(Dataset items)
▬▬▬▬▬▬
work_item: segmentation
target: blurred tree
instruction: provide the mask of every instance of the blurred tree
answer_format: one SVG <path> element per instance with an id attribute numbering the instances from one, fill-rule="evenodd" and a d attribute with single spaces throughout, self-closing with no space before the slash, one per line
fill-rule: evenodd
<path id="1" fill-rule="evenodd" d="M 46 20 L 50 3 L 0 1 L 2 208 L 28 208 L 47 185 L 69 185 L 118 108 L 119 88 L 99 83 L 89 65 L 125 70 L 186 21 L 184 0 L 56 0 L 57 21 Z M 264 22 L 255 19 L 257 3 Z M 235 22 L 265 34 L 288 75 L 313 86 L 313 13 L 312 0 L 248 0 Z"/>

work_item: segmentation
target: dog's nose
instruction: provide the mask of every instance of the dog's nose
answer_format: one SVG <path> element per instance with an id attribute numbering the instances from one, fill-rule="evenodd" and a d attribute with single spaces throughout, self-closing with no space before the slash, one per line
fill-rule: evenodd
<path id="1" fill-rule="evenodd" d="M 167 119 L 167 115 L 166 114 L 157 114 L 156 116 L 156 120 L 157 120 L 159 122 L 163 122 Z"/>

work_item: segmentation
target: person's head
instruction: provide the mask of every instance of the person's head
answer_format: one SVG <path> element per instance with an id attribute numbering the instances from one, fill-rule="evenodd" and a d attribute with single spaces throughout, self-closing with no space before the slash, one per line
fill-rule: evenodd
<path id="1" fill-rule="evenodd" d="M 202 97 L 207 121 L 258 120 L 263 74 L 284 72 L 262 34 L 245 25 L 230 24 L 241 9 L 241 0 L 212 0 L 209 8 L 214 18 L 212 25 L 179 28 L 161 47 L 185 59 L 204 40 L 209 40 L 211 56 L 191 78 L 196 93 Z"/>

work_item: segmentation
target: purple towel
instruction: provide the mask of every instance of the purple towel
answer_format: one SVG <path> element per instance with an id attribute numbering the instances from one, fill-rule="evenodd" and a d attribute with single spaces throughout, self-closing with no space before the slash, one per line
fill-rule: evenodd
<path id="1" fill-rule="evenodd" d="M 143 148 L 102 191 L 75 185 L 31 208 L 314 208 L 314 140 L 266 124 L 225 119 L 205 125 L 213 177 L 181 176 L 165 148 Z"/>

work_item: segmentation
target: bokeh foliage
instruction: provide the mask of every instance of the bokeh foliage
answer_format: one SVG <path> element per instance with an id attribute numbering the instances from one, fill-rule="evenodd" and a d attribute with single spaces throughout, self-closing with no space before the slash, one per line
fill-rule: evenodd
▬▬▬▬▬▬
> [STATED EXERCISE]
Reproduce the records from the very beginning up to and including the line that contains "167 119 L 167". Copy nothing after that line.

> [THE SOLUTION]
work_item: segmentation
target: blurred tree
instruction: provide the mask of every instance of the blurred tree
answer_format: one SVG <path> element per instance with an id attribute numbering the instances from one, fill-rule="evenodd" and a d attribute with single spaces throughout, self-closing with no space before the slash, one per line
fill-rule: evenodd
<path id="1" fill-rule="evenodd" d="M 46 20 L 50 3 L 0 1 L 2 208 L 28 208 L 47 185 L 69 185 L 118 108 L 119 88 L 99 83 L 89 65 L 125 70 L 186 21 L 184 0 L 56 0 L 57 21 Z M 264 22 L 255 19 L 257 3 Z M 235 22 L 265 34 L 288 75 L 313 86 L 313 13 L 312 0 L 248 0 Z"/>

work_item: segmentation
target: dog's nose
instruction: provide the mask of every instance of the dog's nose
answer_format: one SVG <path> element per instance with an id attribute numbering the instances from one, fill-rule="evenodd" and a d attribute with single spaces throughout, self-closing with no space before the slash, one per line
fill-rule: evenodd
<path id="1" fill-rule="evenodd" d="M 167 119 L 167 115 L 166 114 L 157 114 L 156 116 L 156 120 L 157 120 L 159 122 L 163 122 Z"/>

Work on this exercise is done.